[Start of Attachment]

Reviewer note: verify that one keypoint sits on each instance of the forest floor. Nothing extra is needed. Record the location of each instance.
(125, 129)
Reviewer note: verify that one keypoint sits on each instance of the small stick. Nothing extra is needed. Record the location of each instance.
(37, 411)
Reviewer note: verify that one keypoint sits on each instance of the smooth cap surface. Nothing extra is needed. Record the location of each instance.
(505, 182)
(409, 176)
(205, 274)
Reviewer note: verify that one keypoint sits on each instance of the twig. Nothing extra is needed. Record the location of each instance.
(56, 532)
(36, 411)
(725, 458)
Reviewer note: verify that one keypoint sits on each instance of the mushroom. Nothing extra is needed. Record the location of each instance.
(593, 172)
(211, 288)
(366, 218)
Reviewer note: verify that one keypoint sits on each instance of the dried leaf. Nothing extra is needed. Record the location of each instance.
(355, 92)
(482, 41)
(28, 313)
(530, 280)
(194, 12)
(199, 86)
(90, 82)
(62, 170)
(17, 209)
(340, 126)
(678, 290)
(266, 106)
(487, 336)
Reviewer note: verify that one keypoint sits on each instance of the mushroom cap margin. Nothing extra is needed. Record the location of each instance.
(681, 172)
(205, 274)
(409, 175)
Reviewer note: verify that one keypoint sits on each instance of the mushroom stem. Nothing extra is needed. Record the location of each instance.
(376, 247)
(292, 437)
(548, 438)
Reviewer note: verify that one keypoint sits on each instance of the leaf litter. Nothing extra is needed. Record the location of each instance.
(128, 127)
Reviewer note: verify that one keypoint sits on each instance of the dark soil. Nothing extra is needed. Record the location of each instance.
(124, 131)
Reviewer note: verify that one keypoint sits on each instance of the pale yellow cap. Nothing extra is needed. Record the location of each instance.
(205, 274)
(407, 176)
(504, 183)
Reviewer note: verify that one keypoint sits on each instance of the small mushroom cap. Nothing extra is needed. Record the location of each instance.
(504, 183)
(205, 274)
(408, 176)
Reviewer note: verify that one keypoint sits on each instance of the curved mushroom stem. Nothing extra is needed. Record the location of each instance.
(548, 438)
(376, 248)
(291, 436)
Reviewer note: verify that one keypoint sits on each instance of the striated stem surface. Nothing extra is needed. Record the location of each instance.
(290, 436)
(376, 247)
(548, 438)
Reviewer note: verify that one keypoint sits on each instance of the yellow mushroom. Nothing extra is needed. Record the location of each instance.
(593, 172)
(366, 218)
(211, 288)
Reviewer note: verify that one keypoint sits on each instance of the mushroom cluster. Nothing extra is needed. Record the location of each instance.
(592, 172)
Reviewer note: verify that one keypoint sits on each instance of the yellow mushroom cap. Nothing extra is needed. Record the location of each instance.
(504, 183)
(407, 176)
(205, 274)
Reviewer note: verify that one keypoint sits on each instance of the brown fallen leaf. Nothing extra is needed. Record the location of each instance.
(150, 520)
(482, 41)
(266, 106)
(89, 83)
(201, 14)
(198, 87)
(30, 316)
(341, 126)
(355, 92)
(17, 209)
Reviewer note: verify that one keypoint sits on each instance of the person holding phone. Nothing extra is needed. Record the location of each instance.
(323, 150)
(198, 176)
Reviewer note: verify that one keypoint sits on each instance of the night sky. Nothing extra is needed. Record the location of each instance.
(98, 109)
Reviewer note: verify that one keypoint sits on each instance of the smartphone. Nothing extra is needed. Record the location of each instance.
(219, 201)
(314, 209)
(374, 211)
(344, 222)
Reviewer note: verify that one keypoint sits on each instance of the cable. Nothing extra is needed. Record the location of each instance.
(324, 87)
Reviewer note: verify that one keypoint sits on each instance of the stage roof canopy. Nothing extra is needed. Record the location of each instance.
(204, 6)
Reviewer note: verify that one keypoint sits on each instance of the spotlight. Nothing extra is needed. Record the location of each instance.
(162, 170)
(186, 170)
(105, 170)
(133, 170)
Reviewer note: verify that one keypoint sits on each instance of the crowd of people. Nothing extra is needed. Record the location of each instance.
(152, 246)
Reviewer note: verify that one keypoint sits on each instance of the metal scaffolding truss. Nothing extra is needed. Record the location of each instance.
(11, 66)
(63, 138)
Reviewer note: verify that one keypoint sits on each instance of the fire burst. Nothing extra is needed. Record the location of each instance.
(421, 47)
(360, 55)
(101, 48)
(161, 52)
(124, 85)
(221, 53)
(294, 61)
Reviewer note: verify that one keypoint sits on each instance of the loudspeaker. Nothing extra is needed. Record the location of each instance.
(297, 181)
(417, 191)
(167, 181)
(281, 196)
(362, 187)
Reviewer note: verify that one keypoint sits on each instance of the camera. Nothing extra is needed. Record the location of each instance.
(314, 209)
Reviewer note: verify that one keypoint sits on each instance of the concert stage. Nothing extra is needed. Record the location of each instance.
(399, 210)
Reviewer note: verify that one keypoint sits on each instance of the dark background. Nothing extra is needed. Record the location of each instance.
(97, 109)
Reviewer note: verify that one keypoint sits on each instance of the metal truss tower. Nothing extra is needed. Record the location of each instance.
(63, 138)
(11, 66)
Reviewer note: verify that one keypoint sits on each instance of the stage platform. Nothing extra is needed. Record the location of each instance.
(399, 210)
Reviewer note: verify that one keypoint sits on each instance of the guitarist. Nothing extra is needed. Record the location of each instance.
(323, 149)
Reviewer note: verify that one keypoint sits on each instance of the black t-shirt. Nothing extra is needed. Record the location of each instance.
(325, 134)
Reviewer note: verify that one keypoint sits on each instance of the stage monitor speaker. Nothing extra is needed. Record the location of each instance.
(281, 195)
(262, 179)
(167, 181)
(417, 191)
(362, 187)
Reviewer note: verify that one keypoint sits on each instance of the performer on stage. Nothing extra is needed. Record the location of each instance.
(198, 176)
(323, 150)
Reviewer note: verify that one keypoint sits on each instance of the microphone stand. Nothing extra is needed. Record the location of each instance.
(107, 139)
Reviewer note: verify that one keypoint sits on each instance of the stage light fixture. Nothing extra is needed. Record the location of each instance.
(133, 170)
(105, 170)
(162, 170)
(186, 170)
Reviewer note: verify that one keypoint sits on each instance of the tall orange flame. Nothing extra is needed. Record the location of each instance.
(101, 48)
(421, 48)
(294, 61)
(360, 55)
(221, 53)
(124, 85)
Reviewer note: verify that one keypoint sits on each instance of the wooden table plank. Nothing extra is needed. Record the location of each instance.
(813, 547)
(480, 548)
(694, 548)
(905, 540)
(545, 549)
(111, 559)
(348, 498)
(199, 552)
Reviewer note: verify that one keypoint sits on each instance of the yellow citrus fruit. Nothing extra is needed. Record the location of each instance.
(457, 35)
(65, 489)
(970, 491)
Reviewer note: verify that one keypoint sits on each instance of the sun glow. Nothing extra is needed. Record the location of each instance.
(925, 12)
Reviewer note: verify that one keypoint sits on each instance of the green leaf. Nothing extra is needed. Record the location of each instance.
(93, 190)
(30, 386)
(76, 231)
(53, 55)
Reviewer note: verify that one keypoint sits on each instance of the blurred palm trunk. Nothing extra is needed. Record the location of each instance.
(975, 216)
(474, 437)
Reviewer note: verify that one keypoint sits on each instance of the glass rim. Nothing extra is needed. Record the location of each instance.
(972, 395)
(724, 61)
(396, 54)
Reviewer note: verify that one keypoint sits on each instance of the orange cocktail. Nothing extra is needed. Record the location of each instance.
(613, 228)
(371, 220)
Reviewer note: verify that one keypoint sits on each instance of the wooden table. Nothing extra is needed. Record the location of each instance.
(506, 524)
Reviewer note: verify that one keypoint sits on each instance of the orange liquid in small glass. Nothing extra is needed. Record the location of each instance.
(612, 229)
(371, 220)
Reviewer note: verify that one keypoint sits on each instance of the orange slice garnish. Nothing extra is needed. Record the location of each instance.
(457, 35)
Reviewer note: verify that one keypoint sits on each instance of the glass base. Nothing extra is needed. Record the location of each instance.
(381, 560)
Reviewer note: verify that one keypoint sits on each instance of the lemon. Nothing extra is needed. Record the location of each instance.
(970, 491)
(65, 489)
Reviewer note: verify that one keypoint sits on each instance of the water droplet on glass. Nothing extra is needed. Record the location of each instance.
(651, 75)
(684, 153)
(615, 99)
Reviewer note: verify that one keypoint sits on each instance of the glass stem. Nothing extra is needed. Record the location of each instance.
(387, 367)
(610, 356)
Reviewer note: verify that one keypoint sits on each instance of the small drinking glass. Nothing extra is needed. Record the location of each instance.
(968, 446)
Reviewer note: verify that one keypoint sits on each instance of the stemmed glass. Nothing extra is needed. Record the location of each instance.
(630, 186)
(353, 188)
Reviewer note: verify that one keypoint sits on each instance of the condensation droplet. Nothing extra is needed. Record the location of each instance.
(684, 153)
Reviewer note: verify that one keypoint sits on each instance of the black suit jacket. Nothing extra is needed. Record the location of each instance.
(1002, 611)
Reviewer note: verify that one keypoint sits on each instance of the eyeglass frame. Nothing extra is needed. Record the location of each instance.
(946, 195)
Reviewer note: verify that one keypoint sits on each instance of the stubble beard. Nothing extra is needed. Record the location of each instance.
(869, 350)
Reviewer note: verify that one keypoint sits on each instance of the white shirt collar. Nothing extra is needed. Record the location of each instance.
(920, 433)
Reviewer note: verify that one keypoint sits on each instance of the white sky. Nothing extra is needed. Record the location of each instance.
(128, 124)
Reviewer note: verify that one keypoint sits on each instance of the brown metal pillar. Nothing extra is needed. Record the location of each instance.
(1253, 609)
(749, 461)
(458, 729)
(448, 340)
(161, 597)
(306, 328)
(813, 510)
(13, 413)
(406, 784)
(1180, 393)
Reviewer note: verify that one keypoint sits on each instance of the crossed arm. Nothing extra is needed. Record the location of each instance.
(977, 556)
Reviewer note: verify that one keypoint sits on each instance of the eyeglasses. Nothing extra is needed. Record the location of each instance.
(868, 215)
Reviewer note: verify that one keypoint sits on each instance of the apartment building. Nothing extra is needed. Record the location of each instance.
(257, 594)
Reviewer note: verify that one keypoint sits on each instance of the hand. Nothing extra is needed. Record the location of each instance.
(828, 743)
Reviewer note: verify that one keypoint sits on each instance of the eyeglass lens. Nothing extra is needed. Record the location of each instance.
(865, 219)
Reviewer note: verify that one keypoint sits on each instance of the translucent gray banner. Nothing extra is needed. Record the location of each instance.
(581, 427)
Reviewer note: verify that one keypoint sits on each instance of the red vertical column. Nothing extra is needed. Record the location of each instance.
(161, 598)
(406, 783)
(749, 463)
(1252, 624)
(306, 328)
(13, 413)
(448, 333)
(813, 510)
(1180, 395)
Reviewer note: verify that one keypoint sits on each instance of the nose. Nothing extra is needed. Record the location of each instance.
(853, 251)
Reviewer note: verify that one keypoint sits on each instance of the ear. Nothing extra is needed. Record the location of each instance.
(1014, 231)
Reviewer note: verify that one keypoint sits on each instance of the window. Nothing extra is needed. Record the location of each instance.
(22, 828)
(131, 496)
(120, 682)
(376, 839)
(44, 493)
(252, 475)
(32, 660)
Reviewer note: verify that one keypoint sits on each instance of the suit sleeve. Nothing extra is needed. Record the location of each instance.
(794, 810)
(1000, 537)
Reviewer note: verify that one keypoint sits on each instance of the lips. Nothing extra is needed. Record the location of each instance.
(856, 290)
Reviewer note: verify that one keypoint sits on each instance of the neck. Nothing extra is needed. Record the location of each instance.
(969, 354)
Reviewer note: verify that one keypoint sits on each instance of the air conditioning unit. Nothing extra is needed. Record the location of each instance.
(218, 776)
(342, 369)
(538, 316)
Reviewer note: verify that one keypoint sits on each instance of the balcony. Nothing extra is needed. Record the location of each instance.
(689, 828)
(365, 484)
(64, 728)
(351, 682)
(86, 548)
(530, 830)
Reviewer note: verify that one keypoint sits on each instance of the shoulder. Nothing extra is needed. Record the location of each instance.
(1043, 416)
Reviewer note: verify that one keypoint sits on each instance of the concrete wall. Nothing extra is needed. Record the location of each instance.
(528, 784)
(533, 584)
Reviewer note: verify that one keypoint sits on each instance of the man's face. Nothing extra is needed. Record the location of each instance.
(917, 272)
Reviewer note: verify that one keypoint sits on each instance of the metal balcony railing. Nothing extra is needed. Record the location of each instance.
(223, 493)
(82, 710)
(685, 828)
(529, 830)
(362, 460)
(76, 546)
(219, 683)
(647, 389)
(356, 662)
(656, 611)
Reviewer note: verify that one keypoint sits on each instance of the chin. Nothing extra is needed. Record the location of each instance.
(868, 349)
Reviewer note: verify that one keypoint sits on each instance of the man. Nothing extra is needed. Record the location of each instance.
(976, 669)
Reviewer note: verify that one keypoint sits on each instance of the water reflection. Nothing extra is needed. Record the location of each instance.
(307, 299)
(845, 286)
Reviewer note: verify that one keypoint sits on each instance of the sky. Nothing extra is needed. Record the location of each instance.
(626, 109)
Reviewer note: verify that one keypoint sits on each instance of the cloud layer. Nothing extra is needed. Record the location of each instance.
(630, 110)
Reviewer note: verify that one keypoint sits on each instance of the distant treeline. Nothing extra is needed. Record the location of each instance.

[End of Attachment]

■ **About this exercise**
What are the lines from the one containing "of the concrete" through the end of the material? Reproduce them exactly, both ends included, with nothing added.

■ **Solution**
Reviewer note: verify that one keypoint sits on each instance of the concrete wall. Nothing extra is needed. Record the location of each instance.
(528, 784)
(533, 584)
Reviewer note: verify that one keypoint sits on each instance of the man's face. Nothing extra is needed. Record the location of each instance.
(917, 272)
Reviewer note: verify that one keypoint sits on each instance of the metal balcony railing. Nothing extra is needed. Record the location of each instance.
(223, 493)
(82, 710)
(685, 828)
(529, 830)
(362, 460)
(76, 546)
(219, 683)
(647, 389)
(356, 662)
(656, 611)
Reviewer note: verify that one keypoint sits on each instance of the chin. Nothing extra is needed. Record the location of each instance.
(868, 349)
Reviewer note: verify that one keypoint sits on each instance of the man. Nothing extra is needed. Record the location of each instance.
(976, 669)
Reviewer note: verify that one keypoint sits on each instance of the water reflection. Nothing extra is needed. Record the location of each instance.
(307, 299)
(845, 286)
Reviewer note: verify that one keypoint sits on each instance of the sky. Nothing extra is needed. Record the location of each instance.
(626, 109)
Reviewer note: verify that one keypoint sits on each instance of the cloud layer. Nothing extra is needed. Record the location of each instance.
(630, 110)
Reviewer note: verify that one keypoint sits on each instance of the distant treeline. Nothing extra is needed. Record the location of each instance.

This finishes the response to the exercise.